Document segment>
⁂
General classification after Stage 4
| Rank | Rider | Team | Time |
|---|---|---|---|
| 1 | Anna van der Breggen (NED) | Team SD Worx–Protime | 11h 31' 32" |
| 2 | Marlen Reusser (SUI) | Movistar Team | + 1' 04" |
| 3 | Demi Vollering (NED) | FDJ United–Suez | + 1' 10" |
| 4 | Antonia Niedermaier (GER) | Canyon//SRAM | + 1' 26" |
| 5 | Monica Trinca Colonel (ITA) | Liv AlUla Jayco | + 1' 31" |
| 6 | Lauren Dickson (GBR) | FDJ United–Suez | + 1' 38" |
| 7 | Femke de Vries (NED) | Visma–Lease a Bike | + 1' 39" |
| 8 | Elisa Longo Borghini (ITA) | UAE Team ADQ | + 1' 51" |
| 9 | Urška Žigart (SLO) | AG Insurance–Soudal | + 1' 54" |
| 10 | Isabella Holmgren (CAN) | Lidl–Trek | + 1' 55" |

== Stage 5 ==
- 3 June 2026 — Longarone to Santo Stefano di Cadore, 138 km
The fifth stage remained in the Veneto region, with a 138 km mountain stage in the Dolomites with 4 categorised climbs including the 1st category Passo Tre Croci. On the last climb of the day, Vollering, van der Breggen, Antonia Niedermaier and Isabella Holmgren formed a group of four riders. By the top of the climb, they had an advantage of 40 seconds over Longo Borghini and Niamh Fisher-Black, with Reusser 15 seconds further behind. Descending to the finish, the gap tightened however the group of four stayed away. Vollering took her first Giro d'Italia Women stage win by outsprinting van der Breggen and Niedermaier. Van der Breggen maintained her lead in the GC, with Vollering gaining 10 seconds to move to second overall. Reusser finished 53 seconds behind Vollering, falling to fifth overall – thereby elevating Niedermaier moved to third overall.
⁂
Stored records>

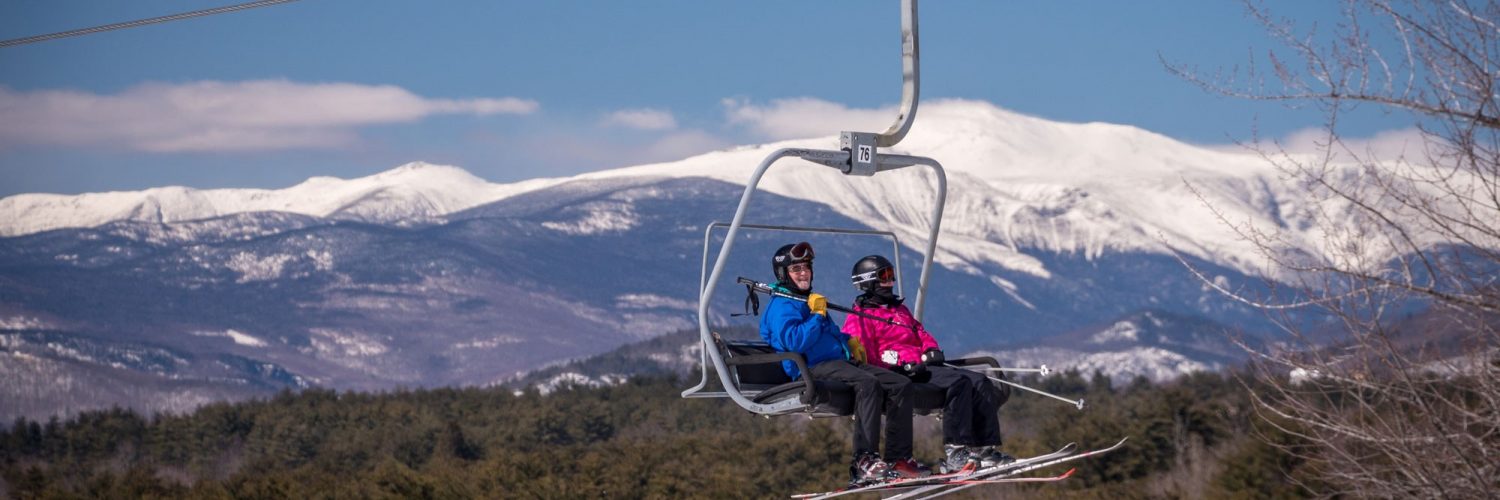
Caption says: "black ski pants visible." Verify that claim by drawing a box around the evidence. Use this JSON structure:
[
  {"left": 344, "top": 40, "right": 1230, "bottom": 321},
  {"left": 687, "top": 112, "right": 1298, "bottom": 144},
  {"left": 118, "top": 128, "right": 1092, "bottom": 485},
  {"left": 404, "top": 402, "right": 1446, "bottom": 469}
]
[
  {"left": 927, "top": 366, "right": 1005, "bottom": 446},
  {"left": 809, "top": 360, "right": 912, "bottom": 461}
]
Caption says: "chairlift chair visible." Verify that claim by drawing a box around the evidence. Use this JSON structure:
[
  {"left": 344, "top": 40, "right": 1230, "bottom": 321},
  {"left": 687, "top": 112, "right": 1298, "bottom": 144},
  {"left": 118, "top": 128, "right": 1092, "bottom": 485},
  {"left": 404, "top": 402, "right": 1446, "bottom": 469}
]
[{"left": 683, "top": 0, "right": 1008, "bottom": 417}]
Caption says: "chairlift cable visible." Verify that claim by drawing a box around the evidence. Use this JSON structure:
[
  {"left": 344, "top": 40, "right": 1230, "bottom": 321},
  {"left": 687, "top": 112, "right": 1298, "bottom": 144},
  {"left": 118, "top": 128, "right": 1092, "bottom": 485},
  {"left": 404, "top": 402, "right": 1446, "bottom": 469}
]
[{"left": 0, "top": 0, "right": 296, "bottom": 47}]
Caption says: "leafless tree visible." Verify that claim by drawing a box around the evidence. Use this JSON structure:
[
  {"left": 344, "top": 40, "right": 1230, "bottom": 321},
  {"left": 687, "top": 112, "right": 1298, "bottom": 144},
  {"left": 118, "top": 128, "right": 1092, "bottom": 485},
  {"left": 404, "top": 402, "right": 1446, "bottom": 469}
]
[{"left": 1166, "top": 0, "right": 1500, "bottom": 498}]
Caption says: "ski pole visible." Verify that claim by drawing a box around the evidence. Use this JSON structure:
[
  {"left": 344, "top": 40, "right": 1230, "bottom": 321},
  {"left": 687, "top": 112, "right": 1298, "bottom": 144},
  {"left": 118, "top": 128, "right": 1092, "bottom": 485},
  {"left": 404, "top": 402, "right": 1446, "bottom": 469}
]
[
  {"left": 735, "top": 276, "right": 917, "bottom": 330},
  {"left": 983, "top": 365, "right": 1052, "bottom": 377},
  {"left": 990, "top": 369, "right": 1083, "bottom": 411}
]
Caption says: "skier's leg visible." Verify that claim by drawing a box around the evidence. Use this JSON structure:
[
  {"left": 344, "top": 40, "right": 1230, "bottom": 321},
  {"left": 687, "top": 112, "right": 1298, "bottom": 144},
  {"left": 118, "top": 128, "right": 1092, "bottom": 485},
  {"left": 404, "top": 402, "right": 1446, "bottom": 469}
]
[
  {"left": 860, "top": 365, "right": 914, "bottom": 462},
  {"left": 927, "top": 366, "right": 978, "bottom": 446},
  {"left": 810, "top": 360, "right": 882, "bottom": 458}
]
⁂
Exercise objective>
Answer these from the race report:
(a) Which team is Anna van der Breggen listed with in the general classification after Stage 4?
(b) How long was Stage 5?
(c) Which climb on Stage 5 was 1st category?

Worked solution>
(a) Team SD Worx–Protime
(b) 138 km
(c) Passo Tre Croci